## TASK OBJECTIVE
Your output should consist of every record, copied exactly.

## PROVIDED DATA
****************

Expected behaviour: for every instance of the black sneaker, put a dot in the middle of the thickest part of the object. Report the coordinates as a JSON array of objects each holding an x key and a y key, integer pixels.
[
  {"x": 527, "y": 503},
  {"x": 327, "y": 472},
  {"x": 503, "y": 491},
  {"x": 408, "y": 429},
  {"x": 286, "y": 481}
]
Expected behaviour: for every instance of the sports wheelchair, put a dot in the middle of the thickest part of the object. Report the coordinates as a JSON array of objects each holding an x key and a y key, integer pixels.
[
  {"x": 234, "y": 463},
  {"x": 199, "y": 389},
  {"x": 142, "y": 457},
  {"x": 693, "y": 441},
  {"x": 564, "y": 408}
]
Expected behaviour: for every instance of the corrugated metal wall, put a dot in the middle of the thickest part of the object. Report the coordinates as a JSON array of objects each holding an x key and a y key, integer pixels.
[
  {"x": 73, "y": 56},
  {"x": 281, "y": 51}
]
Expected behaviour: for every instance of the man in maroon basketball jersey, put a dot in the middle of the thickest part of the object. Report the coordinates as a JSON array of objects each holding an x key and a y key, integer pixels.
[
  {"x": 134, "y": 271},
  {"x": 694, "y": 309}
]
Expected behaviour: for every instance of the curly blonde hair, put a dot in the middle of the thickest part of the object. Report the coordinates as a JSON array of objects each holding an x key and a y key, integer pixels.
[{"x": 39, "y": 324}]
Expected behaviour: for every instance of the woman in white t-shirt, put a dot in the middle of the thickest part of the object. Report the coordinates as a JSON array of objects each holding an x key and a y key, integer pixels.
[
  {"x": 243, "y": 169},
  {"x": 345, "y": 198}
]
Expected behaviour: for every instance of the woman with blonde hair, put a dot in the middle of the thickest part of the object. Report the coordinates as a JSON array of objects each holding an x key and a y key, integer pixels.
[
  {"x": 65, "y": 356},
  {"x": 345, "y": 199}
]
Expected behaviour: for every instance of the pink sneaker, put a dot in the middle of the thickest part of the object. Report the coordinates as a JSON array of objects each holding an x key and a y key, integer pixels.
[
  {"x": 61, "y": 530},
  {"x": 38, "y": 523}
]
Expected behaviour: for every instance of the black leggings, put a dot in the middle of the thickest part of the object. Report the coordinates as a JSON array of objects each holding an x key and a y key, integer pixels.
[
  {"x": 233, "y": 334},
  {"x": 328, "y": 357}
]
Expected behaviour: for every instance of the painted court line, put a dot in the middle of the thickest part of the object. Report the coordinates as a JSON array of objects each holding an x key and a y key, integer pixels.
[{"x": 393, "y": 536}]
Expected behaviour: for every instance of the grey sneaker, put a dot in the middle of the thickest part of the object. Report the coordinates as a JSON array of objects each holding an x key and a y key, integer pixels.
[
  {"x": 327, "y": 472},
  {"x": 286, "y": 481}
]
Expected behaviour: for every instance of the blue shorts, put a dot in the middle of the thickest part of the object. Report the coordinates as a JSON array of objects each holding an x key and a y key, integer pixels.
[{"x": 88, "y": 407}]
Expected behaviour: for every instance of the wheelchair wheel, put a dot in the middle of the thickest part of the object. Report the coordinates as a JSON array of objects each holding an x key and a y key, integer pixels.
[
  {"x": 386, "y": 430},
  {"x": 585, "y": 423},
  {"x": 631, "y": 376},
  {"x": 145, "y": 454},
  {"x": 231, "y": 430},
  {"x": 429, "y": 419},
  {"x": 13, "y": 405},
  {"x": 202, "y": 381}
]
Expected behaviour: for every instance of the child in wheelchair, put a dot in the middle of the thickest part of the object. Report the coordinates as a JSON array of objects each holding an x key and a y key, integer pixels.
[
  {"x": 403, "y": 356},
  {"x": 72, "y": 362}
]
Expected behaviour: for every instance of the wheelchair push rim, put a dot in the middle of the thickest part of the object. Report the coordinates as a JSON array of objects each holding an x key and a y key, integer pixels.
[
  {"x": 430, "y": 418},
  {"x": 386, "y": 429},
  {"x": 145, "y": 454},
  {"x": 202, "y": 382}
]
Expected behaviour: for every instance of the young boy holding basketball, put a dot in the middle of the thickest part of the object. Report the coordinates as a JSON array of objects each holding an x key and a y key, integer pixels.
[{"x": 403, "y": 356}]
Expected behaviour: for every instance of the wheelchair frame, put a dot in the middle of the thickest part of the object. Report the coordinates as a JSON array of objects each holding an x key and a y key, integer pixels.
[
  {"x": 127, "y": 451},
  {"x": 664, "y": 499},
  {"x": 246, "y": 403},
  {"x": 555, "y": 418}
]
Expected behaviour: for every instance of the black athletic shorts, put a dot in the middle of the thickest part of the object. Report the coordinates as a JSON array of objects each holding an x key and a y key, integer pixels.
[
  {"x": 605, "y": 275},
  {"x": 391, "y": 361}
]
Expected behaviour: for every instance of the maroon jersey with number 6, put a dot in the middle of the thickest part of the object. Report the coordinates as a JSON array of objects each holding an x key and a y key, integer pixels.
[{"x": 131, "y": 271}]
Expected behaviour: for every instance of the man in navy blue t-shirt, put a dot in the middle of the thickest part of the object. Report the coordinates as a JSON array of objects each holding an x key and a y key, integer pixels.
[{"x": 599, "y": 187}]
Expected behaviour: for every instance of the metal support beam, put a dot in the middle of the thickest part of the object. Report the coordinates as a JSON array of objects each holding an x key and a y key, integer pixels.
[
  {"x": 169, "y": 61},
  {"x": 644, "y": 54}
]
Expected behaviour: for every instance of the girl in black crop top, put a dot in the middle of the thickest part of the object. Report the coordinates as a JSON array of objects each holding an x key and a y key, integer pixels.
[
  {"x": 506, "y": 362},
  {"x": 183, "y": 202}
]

****************

## YOUR SOLUTION
Expected behaviour: for every instance of the black sneaker, put a dot in the middle of the thickest part of the object. Report the coordinates as a JSON array of objects each holding an x key and a y key, integer pixels.
[
  {"x": 527, "y": 503},
  {"x": 327, "y": 472},
  {"x": 503, "y": 491},
  {"x": 408, "y": 429},
  {"x": 286, "y": 481}
]
Expected behaviour: for every instance of the sports wheelchair, put a dot in the middle of the thickest part of the object. Report the coordinates as a JSON array of objects each holding an x key and a y key, integer pixels.
[
  {"x": 234, "y": 463},
  {"x": 199, "y": 389},
  {"x": 142, "y": 457},
  {"x": 693, "y": 441},
  {"x": 564, "y": 408}
]
Expected behaviour: for every instance of the corrugated metal wall, put a dot in the middle of the thickest part of the object. Report the coordinates as a JSON array of objects each holding an x key and a y key, integer pixels.
[
  {"x": 73, "y": 56},
  {"x": 281, "y": 51}
]
Expected behaviour: for every instance of the man in maroon basketball jersey, put a dot in the middle of the thickest part of the object. Report the coordinates as a JSON array of objects each holding an x key and a y key, integer pixels.
[
  {"x": 134, "y": 271},
  {"x": 694, "y": 309}
]
Expected behaviour: for every instance of the curly blonde hair, put a dot in the middle of the thickest part of the object. Report the coordinates as a JSON array of objects each holding an x key and a y key, integer pixels.
[{"x": 39, "y": 324}]
Expected behaviour: for every instance of the woman in white t-shirt, put a dot in the middle of the thickest part of the object. Report the coordinates as a JSON array of objects each holding an x key and a y key, integer pixels.
[
  {"x": 243, "y": 169},
  {"x": 345, "y": 198}
]
Expected behaviour: for every instance of the woman with blonde hair, put a dot in the middle of the thickest part of the object. Report the coordinates as a JSON array of objects each holding an x key and a y key, integer pixels.
[
  {"x": 65, "y": 356},
  {"x": 345, "y": 199}
]
Expected behaviour: for every instance of the pink sneaker, put a dot in the middle of the thickest part of the object. Report the coordinates as a JSON array of objects each holding an x key and a y key, integer pixels.
[
  {"x": 61, "y": 530},
  {"x": 38, "y": 523}
]
Expected behaviour: for every instance of the black leggings, put a dot in the middle of the thickest part of the object. Report the coordinates as a JSON array of objects each holding an x key and a y key, integer pixels.
[
  {"x": 233, "y": 334},
  {"x": 328, "y": 357}
]
Expected behaviour: for every instance of the painted court line, put a dot in the middle of the thickest part of the object. Report the coordinates as a JSON array of objects each holding an x key and a y key, integer pixels.
[{"x": 393, "y": 536}]
Expected behaviour: for every instance of the grey sneaker, put a dot in the middle of the thickest part of the object. Report the coordinates as a JSON array of objects each holding an x key and a y key, integer pixels.
[
  {"x": 327, "y": 472},
  {"x": 286, "y": 481}
]
Expected behaviour: for every instance of the blue shorts, put a dot in the middle of the thickest part of the object. Report the coordinates as a JSON array of objects each holding an x key and a y key, integer pixels.
[{"x": 88, "y": 407}]
Expected behaviour: for every instance of the wheelchair wheel, put a dot in the middle of the thickest part of the object. Report the coordinates as a JSON array of objects each holding an x key and a y key, integer pixels.
[
  {"x": 386, "y": 430},
  {"x": 585, "y": 423},
  {"x": 631, "y": 376},
  {"x": 145, "y": 454},
  {"x": 231, "y": 430},
  {"x": 429, "y": 419},
  {"x": 13, "y": 405},
  {"x": 202, "y": 381}
]
Expected behaviour: for every instance of the child in wheelchair, put a dot in the middle of the thickest part of the object. Report the coordinates as a JSON array of objects each holding an x key and a y key, integer pixels.
[
  {"x": 403, "y": 356},
  {"x": 72, "y": 362}
]
Expected behaviour: for every instance of the wheelchair push rim, put a dot in the middle of the thickest part of the object. Report the coordinates as a JSON array of objects each holding an x key and a y key, integer pixels.
[
  {"x": 430, "y": 418},
  {"x": 386, "y": 429},
  {"x": 145, "y": 454},
  {"x": 202, "y": 382}
]
Expected behaviour: for every instance of the young boy holding basketball, put a dot in the middle of the thickest part of the object. Report the coordinates as a JSON array of objects each holding an x key and a y key, integer pixels.
[{"x": 403, "y": 356}]
Expected behaviour: for every instance of the wheelchair frame, put a dot in the middle of the thickest part of the object. Report the coordinates as a JSON array of objects each holding an x key and a y key, integer pixels.
[
  {"x": 127, "y": 451},
  {"x": 664, "y": 499},
  {"x": 246, "y": 403},
  {"x": 555, "y": 418}
]
Expected behaviour: for every instance of the black athletic shorts, put a dot in the middle of the thickest part of the object. Report the coordinates as a JSON array of objects each holding an x key and a y key, integer pixels.
[
  {"x": 605, "y": 275},
  {"x": 391, "y": 361}
]
Expected behaviour: for every instance of the maroon jersey with number 6, put a dot in the middle of the thickest part of the object. Report the coordinates as a JSON array of objects each holding an x key and a y key, integer pixels.
[{"x": 131, "y": 271}]
Expected behaviour: for every instance of the man in navy blue t-shirt, put a dot in the middle of the thickest part of the object. Report the coordinates as a JSON array of objects each holding an x key and a y key, integer pixels.
[{"x": 599, "y": 187}]
Expected behaviour: for every instance of the metal support beam, put a dot in the middle of the thickest part of the object. Report the coordinates as a JSON array of objects each holding an x key and a y key, integer pixels.
[
  {"x": 169, "y": 61},
  {"x": 644, "y": 54}
]
Expected behaviour: for every instance of the girl in black crop top, put a dot in the middle of the thickest part of the object. Report the coordinates as a JSON array of objects each holding an x key and a y key, integer pixels.
[
  {"x": 506, "y": 362},
  {"x": 183, "y": 202}
]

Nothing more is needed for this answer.